**How to complete this task:** Transcribe the data below verbatim from the line with "Where can the blonde" to the line with "Where can the white". Include both of those lines.

(Point localization data)
##############################
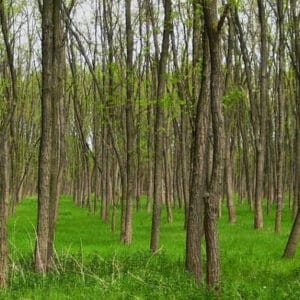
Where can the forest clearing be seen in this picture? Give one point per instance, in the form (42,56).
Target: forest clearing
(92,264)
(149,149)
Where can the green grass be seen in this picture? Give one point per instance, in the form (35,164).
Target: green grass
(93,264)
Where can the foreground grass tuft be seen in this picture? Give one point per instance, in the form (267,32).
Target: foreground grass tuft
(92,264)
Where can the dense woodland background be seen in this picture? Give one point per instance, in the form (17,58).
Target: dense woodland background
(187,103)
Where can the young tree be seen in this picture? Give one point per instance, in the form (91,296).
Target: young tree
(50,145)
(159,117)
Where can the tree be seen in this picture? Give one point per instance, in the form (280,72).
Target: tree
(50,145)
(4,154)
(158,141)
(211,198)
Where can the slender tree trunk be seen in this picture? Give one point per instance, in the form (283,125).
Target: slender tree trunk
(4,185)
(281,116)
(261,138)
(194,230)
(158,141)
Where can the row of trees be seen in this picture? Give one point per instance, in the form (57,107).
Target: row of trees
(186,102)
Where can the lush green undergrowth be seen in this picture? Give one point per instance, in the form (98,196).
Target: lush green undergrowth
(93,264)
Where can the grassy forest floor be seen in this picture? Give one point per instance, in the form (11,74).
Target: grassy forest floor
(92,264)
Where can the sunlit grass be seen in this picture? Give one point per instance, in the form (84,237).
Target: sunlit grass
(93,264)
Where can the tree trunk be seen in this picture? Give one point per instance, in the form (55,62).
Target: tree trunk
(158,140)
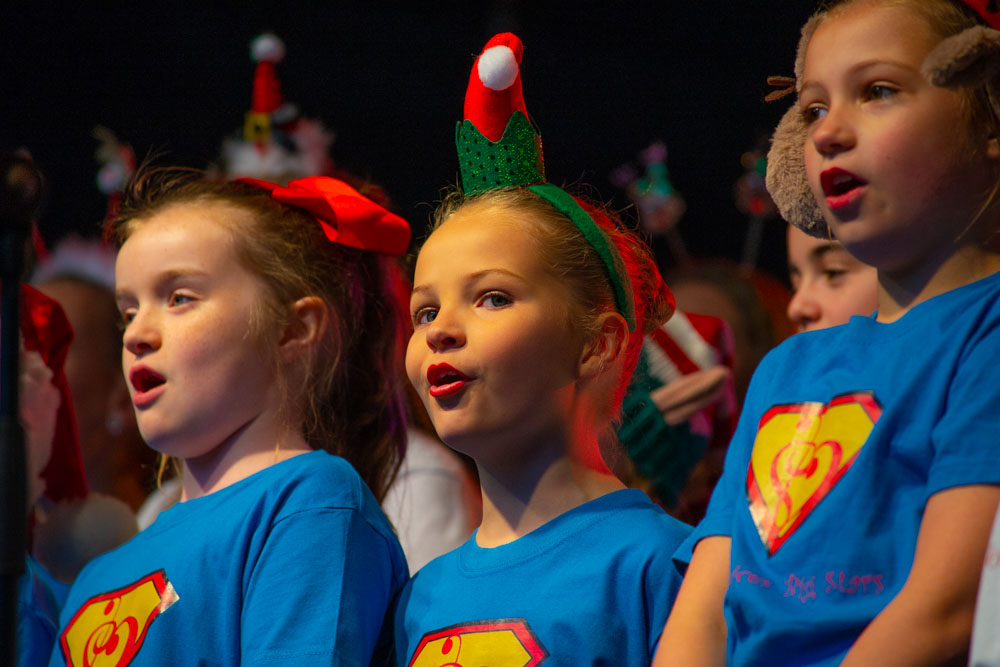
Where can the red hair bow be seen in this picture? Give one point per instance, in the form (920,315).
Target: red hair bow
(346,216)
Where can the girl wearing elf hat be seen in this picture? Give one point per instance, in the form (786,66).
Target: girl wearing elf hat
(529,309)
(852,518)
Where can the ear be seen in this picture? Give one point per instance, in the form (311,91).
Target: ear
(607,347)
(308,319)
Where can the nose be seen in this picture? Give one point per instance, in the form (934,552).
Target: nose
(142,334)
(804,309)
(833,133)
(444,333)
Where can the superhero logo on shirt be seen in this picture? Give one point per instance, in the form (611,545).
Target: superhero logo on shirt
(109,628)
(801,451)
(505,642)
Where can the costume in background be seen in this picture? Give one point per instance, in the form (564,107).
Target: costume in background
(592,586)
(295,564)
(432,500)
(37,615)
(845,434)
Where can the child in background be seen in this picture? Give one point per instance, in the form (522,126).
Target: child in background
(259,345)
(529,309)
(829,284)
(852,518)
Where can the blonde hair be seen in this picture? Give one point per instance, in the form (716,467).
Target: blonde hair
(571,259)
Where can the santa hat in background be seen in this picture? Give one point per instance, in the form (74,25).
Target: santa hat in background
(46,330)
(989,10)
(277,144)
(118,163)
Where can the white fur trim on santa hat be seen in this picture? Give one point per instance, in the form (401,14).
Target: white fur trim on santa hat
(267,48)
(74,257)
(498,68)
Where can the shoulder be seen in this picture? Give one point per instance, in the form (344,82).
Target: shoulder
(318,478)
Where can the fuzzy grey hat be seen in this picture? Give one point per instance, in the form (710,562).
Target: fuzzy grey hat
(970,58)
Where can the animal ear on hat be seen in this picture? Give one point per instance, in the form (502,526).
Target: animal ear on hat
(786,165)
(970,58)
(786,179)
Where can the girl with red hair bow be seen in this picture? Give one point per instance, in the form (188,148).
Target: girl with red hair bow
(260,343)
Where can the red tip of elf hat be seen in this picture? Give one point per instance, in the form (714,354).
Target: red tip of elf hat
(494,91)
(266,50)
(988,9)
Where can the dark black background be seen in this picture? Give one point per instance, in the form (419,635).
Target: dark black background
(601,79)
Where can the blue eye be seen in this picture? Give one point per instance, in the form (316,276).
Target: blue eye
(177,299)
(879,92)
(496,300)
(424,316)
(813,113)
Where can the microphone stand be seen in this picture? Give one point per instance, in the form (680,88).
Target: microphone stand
##############################
**Solution to the problem:**
Where can the blonde hair be seen in this picture? Give one point per instance, in the form (716,467).
Target: blonde hair
(571,259)
Where can the santa hat in background be seen in this picture? Give one point per instance, in the form (74,25).
Target: santa hat in background
(46,330)
(989,10)
(277,144)
(118,163)
Where can the white fur trim on santa hat be seen in this picture? Give one point per instance, in the form (401,14).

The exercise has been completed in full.